▶ [인용문]:

▬▬▬

ImageNet-1K에서의 fine-tuning은 30 epoch 동안 수행하며, 배치 크기는 1024, 학습률은 10⁻⁵로 고정, weight decay는 10⁻⁸로 설정한다.

Results with regular ImageNet-1K training

Table 1(a) presents comparisons to other backbones, including both Transformer-based and ConvNet-based, using regular ImageNet-1K training.

Table 1(a)는 ImageNet-1K 일반 학습 설정에서 Transformer 기반 및 ConvNet 기반 백본들과 Swin Transformer를 비교한 결과를 보여준다.

Compared to the previous state-of-the-art Transformer-based architecture, i.e. DeiT [63], Swin Transformers noticeably surpass the counterpart DeiT architectures with similar complexities:

이전 SOTA Transformer 기반 구조인 DeiT [63]와 비교하면, Swin Transformer는 유사한 복잡도에서 명확히 더 높은 성능을 보인다:

*Swin-T (81.3%)는 DeiT-S (79.8%)보다 +1.5% 향상** (입력 224² 기준)

▬▬▬

▶ [연습 문제]:
[1] 다음 (a), (b), (c)가 Swin Transformer 성능 비교 인용문의 내용과 일치하는지 각각 예 또는 아니요로 답하고, 판단 근거가 되는 구절을 그대로 인용하시오.
(a) ImageNet-1K에서의 fine-tuning은 30 epoch 동안 진행된다.
(b) fine-tuning 중 학습률은 점차 줄여 나간다.
(c) Swin-T의 정확도는 DeiT-S보다 낮다.
[2] Swin Transformer 성능 비교 인용문에서 ImageNet-1K fine-tuning에 사용하는 배치 크기는 얼마인가?
[3] Swin Transformer 성능 비교 인용문의 마지막 문장 다음부터 글을 이어 쓰시오.

▶ [제공 자료]:
▬▬▬

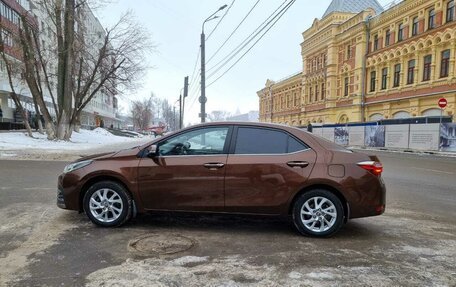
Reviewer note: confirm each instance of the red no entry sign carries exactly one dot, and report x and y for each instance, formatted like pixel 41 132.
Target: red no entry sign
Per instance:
pixel 442 103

▬▬▬

▶ [문제 해설]:
[1]
(a) 예. "30 epoch 동안 수행하며"
(b) 아니요. "학습률은 10⁻⁵로 고정"
(c) 아니요. "Swin-T (81.3%)는 DeiT-S (79.8%)보다 +1.5% 향상"

[2] 1024

[3]
*Swin-B (83.3% / 84.5%)는 DeiT-B (81.8% / 83.1%)보다 +1.5% / +1.4% 향상** (입력 224² / 384² 기준)

Compared with the state-of-the-art ConvNets, i.e. RegNet [48] and EfficientNet [58], the Swin Transformer achieves a slightly better speed-accuracy trade-off.

SOTA ConvNet인 RegNet [48] 및 EfficientNet [58]과 비교했을 때 Swin Transformer는 속도–정확도 균형(speed-accuracy trade-off)에서 약간 더 우수한 성능을 보인다.

Noting that while RegNet [48] and EfficientNet [58] are obtained via a thorough architecture search, the proposed Swin Transformer is adapted from the standard Transformer and has strong potential for further improvement.

RegNet과 EfficientNet이 광범위한 아키텍처 탐색을 통해 설계된 반면, Swin Transformer는 표준 Transformer에서 변형된 구조임에도 불구하고 이 정도 성능을 내며, 추가 개선 가능성이 크다는 점은 주목할 만하다.

Results with ImageNet-22K pre-training

We also pre-train the larger-capacity Swin-B and Swin-L on ImageNet-22K.

우리는 더 큰 모델인 Swin-B와 Swin-L을 ImageNet-22K에서 사전 학습하였다.

Results fine-tuned on ImageNet-1K image classification are shown in Table 1(b).

ImageNet-1K에서 파인튜닝한 결과는 Table 1(b)에 제시되어 있다.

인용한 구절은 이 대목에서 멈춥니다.